**** SOURCE EXTRACT

I’m generally a lurker here, but this has been an interesting conversation to observe. I
often hesitate to post, as to not offend you folks who literally invented this stuff, but
I thought it might be helpful to share some experiences with socket-based I/O.
For the first time in ~20 years, I’ve recently been writing low-level (eg, not through a
library layer/framework) socket code in straight C, for an art project based on an ESP32
embedded/SoC. I first played around with the socket API in the mid-80s, and then wrote a
lot of socket-using code in the 1990s for the Watchguard Firebox, the first Linux-based
appliance firewall.
I have to say that I really enjoying programming with sockets. I feel that it *does* make
a lot of sense if I'm thinking directly about the TCP/IP stack, *and* if my code has
a good 'impedance match' to the protocols. If I’m writing a server, I’m dealing
with connections and queues and various-sized packets/messages/blocks, which have to fit
into some decision of memory usage (often true in embedded systems). Usually I’m not
simply writing, say, a file server that simply reads from disc and sends bytes out through
a stream and then calls close().
I also believe that the sockets API really comes into its own with high-capacity,
non-threaded, non-blocking servers or clients — that is, ones that use select() or poll()
and then recv() and send() or their variants. I’m sure that if I didn’t have a sockets API
and only had open(), read(), write(), etc., I could make it work, but there’s something
almost beautiful that happens at a large scale with many non-blocking sockets (see: the
reactor pattern) that I don’t think would translate as well with a typical
everything-is-a-file model.
My opinion solely, of course. But I’m simply happy that both socket- and file-based APIs
exist. Each has their purpose.
—John
On Jun 28, 2022, at 19:05, Adam Thornton
<athornton(a)gmail.com> wrote:
On Jun 28, 2022, at 6:13 AM, Marc Donner
<marc.donner(a)gmail.com> wrote:
What I don't understand is whether Rob's observation about networking is
*fundamental* to the space or *incidental* to the implementation. I would love to be
educated on that.
And there it is! THAT was the sentence--well, ahort paragraph--that jogged my memory as
to why this seemed familiar.
If you go back to _The Unix-Hater's Handbook_ (I know, I know, bear with me), one of
the things I noticed and pointed out in my review
(
https://athornton.dreamwidth.org/14272.html) is how many of the targets of hatred, twenty
years down the line, turned out to be unix-adjacent, and not fundamental.
In the book, these were things like Usenet and sendmail.cf (indeed, those were the two
big ones).
But the current discussion: is the thing we don't like Berkeley Sockets? Is it
TCP/IP itself? Is the the lack of a Unixy abstraction layer over some lower-level
technology? To what degree is it inherent?
I mean, obviously, to some degree it's all three, and I think a large but fairly
unexamined part of it is that TCP/IP these days almost always at least pretends to be
sitting on top of Ethernet at the bottom...but of course Classic Ethernet largely died in
the...early 2000s, I guess?...when even extremely cheap home multiple-access-devices
became switches rather than hubs.

********
**** MATERIAL

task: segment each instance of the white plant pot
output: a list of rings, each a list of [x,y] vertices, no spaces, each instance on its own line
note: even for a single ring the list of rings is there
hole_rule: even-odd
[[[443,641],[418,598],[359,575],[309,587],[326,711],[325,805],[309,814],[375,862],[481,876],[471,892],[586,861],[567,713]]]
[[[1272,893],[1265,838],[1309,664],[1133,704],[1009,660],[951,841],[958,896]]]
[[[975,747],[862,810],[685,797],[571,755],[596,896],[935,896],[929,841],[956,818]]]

********

PROMPT 1: Transcribe the part of the post on socket programming that begins at the words "But the current" and stops after "rather than hubs.".
PROMPT 2: Restate word for word the lines of the records from the first line through the line that contains "hole_rule: even-odd".

WRITTEN RESPONSE 1:
But the current discussion: is the thing we don't like Berkeley Sockets? Is it
TCP/IP itself? Is the the lack of a Unixy abstraction layer over some lower-level
technology? To what degree is it inherent?
I mean, obviously, to some degree it's all three, and I think a large but fairly
unexamined part of it is that TCP/IP these days almost always at least pretends to be
sitting on top of Ethernet at the bottom...but of course Classic Ethernet largely died in
the...early 2000s, I guess?...when even extremely cheap home multiple-access-devices
became switches rather than hubs.

WRITTEN RESPONSE 2:
task: segment each instance of the white plant pot
output: a list of rings, each a list of [x,y] vertices, no spaces, each instance on its own line
note: even for a single ring the list of rings is there
hole_rule: even-odd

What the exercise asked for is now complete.